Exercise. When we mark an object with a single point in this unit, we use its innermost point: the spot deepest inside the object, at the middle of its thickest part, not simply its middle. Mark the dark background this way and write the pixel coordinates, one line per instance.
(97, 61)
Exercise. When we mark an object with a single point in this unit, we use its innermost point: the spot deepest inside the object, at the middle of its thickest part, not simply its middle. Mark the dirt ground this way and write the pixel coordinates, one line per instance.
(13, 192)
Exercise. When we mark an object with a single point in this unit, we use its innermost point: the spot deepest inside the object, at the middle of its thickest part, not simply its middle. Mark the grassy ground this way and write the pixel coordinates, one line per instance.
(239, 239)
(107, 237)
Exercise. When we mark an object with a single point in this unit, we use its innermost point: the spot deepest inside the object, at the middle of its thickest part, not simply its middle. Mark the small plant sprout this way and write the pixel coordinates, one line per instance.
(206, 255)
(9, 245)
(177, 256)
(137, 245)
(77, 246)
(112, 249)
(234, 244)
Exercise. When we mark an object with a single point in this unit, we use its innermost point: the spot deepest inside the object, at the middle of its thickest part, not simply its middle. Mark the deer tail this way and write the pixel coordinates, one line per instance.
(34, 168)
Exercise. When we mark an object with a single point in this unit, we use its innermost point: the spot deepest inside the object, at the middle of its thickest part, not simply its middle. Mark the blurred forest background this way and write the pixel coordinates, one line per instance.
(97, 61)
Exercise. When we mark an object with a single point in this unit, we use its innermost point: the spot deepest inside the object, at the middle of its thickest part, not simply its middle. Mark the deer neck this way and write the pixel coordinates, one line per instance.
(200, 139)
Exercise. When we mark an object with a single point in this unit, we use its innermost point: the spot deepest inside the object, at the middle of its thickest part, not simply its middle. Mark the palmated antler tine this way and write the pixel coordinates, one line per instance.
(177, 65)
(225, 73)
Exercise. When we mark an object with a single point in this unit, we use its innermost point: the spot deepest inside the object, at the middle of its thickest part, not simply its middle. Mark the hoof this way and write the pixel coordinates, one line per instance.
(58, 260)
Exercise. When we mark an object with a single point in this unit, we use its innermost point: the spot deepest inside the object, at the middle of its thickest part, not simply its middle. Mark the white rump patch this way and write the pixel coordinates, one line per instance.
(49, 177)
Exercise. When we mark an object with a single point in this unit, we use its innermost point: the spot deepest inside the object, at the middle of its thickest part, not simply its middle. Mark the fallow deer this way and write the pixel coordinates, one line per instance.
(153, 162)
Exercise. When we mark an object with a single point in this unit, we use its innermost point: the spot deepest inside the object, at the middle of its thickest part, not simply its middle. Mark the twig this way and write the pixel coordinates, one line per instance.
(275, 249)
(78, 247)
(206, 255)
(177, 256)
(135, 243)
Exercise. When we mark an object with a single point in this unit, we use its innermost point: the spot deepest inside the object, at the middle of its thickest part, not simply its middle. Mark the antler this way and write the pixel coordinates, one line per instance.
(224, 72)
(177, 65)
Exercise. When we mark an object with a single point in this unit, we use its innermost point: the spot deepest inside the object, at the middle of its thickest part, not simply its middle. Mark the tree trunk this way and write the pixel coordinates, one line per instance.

■ **Exercise**
Your answer must be an exact transcription of every record above.

■ **Output for this task**
Exercise. When we mark an object with a single point in this unit, we use its innermost point: the spot deepest inside the object, at the middle of its thickest part, not simply its middle. Mark the dark background this way and write the pixel coordinates, one line per instance.
(97, 61)
Exercise. When we mark an object with a single point in this unit, we use its innermost point: the spot deepest inside the object, at the middle of its thickest part, not simply its middle. Mark the dirt ground this way and write the pixel coordinates, one line per instance.
(13, 192)
Exercise. When we mark an object with a single point in this unit, we use its innermost point: the spot deepest inside the object, at the middle of its thickest part, not simply its middle. Mark the grassy ground this way and write the pixel coordinates, one line per instance.
(239, 239)
(107, 237)
Exercise. When we mark an object with a single point in this unit, we use its innermost point: the spot deepest inside the object, at the middle of its thickest part, not simply its middle. Mark the small plant sprout this way and write the pixel coordinates, one line per instance.
(206, 255)
(9, 245)
(177, 256)
(137, 245)
(77, 246)
(112, 249)
(234, 244)
Exercise. When we mark an object with a single point in this unit, we use its innermost point: the spot deepest inside the object, at the middle of its thickest part, not simply its middle. Mark the deer tail this way and write the pixel coordinates, one line per instance.
(34, 168)
Exercise. When we mark an object with a single point in this unit, we use its innermost point: the spot deepest inside the object, at the middle of its thickest part, not simply its middle. Mark the blurred forest background this way and write the pixel coordinates, one line per instance.
(97, 61)
Exercise. When we mark an object with a single point in this unit, we use its innermost point: the spot deepest inside the object, at the middle of its thickest part, not simply its middle. Mark the deer neck this way and write the pixel coordinates, one line per instance.
(200, 139)
Exercise. When we mark an object with a single point in this unit, we use its innermost point: the spot deepest inside the object, at the middle of its thickest part, not simply its middle. Mark the palmated antler tine this way and write the pixel coordinates, one line per instance.
(177, 65)
(225, 73)
Exercise. When we mark an object with a single point in this unit, we use its innermost point: the spot deepest inside the object, at the middle of its thickest part, not simply its middle. Mark the hoof this way and write the pixel coordinates, one line per instance.
(58, 260)
Exercise. When we mark an object with a single point in this unit, we use its innermost point: the spot deepest inside the object, at the middle of its thickest part, not simply its middle. Mark the white rump patch this way and write the pixel coordinates, one line per instance.
(49, 177)
Exercise. When we mark an object with a single point in this unit, we use its innermost point: the spot deepest inside the object, at the middle of its thickest part, not simply its middle. Mark the fallow deer this way and write the pixel coordinates, one line per instance.
(153, 162)
Exercise. When we mark an object with a single point in this unit, we use its innermost point: the spot deepest inside the object, at the middle of its thickest part, not simply its middle. Mark the twig this way and write the pixel coordinates, one line per instance.
(275, 249)
(78, 247)
(206, 255)
(177, 256)
(135, 243)
Exercise. When we mark an object with a single point in this unit, we use its innermost point: the spot deepest inside the object, at the middle of its thickest part, not simply its middle. Mark the antler this way and write the pixel coordinates, one line per instance.
(224, 72)
(177, 65)
Exercise. When we mark an object with a single point in this unit, we use its innermost point: the spot deepest inside the object, at the middle of its thickest part, not simply its middle. Mark the tree trunk this way and write the pixel coordinates, one line per instance.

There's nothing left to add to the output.